__AZIONI RICHIESTE__.
a) Traduci in inglese questa frase del brano sulla sentenza del Consiglio di Stato relativa ai dehors: «Il Collegio, riconoscendo la difficoltà, sia per il legislatore che per la giurisprudenza, di porre confini certi agli interventi ammissibili in tale regime sostanzialmente liberalizzato, ha posto l’accento sulle esigenze contingenti e temporanee che debbono caratterizzare la presenza di un dehors collegato ad una attività di ristorazione, che non esime comunque dall’ottenimento di una adeguata autorizzazione paesaggistica ove necessaria.»
b) Estrai dal brano sulla sentenza relativa ai dehors il passo che va da «Il Collegio, riconoscendo» fino a «paesaggistica ove necessaria.» compreso.

__BRANO FORNITO__.

******

Consiglio di Stato: anche per i dehors possono essere necessari titolo edilizio e autorizzazione paesaggistica
La Seconda Sezione del Consiglio di Stato, con la sentenza del 13 febbraio 2023 numero 1489, si è pronunciata circa la corretta identificazione di alcuni interventi edilizi minori tipici delle strutture di ristorazione, in particolare approfondendo le caratteristiche necessarie alle pergotende, ai gazebo e alle tettoie (soprattutto ove utilizzati come dehors) per essere qualificati interventi di cd. “edilizia libera”, per cui non è necessario ottenere un titolo edilizio.
Il Collegio, riconoscendo la difficoltà, sia per il legislatore che per la giurisprudenza, di porre confini certi agli interventi ammissibili in tale regime sostanzialmente liberalizzato, ha posto l’accento sulle esigenze contingenti e temporanee che debbono caratterizzare la presenza di un dehors collegato ad una attività di ristorazione, che non esime comunque dall’ottenimento di una adeguata autorizzazione paesaggistica ove necessaria.

******

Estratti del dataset

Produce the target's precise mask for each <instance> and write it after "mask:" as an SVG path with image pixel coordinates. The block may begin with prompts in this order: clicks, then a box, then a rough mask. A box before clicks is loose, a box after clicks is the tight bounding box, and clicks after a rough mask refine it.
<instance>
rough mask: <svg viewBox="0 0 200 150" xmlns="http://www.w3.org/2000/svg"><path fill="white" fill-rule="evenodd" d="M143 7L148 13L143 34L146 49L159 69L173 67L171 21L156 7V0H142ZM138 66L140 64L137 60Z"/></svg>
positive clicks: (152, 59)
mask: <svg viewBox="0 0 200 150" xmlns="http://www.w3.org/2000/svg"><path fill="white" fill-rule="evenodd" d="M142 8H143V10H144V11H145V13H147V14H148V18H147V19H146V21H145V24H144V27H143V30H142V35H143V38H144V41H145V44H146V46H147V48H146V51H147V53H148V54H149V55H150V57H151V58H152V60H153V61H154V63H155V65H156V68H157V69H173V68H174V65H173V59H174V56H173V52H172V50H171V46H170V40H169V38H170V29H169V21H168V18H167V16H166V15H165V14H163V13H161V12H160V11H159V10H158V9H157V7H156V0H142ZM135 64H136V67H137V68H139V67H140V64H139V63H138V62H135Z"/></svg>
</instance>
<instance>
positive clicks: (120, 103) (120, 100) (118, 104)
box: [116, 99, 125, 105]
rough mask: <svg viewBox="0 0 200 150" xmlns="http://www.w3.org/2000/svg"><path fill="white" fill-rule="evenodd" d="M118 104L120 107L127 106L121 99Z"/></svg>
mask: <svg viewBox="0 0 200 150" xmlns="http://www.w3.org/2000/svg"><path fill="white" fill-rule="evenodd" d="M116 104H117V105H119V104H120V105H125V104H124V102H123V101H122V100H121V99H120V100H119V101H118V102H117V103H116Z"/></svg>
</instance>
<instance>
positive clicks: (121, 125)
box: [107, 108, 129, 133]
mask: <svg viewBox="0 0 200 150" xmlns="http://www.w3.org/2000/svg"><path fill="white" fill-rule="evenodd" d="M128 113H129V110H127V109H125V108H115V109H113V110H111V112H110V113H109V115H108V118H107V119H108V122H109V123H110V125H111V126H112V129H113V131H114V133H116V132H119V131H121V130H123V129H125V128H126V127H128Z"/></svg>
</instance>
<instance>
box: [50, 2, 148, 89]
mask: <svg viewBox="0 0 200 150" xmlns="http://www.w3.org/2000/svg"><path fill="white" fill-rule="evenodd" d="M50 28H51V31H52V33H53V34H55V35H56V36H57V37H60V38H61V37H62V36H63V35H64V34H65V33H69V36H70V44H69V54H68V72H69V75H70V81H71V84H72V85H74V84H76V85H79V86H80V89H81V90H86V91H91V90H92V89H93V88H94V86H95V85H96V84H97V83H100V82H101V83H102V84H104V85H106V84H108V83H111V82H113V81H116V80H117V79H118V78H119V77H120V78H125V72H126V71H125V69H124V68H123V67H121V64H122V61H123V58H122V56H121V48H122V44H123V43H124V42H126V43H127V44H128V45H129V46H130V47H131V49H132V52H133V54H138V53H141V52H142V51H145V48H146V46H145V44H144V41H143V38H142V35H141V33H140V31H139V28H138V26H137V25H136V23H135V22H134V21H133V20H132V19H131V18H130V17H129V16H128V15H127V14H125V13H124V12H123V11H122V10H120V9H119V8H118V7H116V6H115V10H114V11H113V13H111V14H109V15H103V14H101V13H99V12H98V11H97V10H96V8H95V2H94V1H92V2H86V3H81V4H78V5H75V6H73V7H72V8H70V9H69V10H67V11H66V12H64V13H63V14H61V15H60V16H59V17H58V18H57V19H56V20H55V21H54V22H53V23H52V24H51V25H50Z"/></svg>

******

__SOLUZIONI AI PROBLEMI__.
a) The Panel, recognizing the difficulty, for both the legislature and the courts, of setting clear boundaries on the interventions permissible under this essentially liberalized regime, emphasized the contingent and temporary needs that must characterize the presence of an outdoor dining area connected to a restaurant business. This presence does not, in any case, exempt one from obtaining an appropriate landscape permit where required.

b)
Il Collegio, riconoscendo la difficoltà, sia per il legislatore che per la giurisprudenza, di porre confini certi agli interventi ammissibili in tale regime sostanzialmente liberalizzato, ha posto l’accento sulle esigenze contingenti e temporanee che debbono caratterizzare la presenza di un dehors collegato ad una attività di ristorazione, che non esime comunque dall’ottenimento di una adeguata autorizzazione paesaggistica ove necessaria.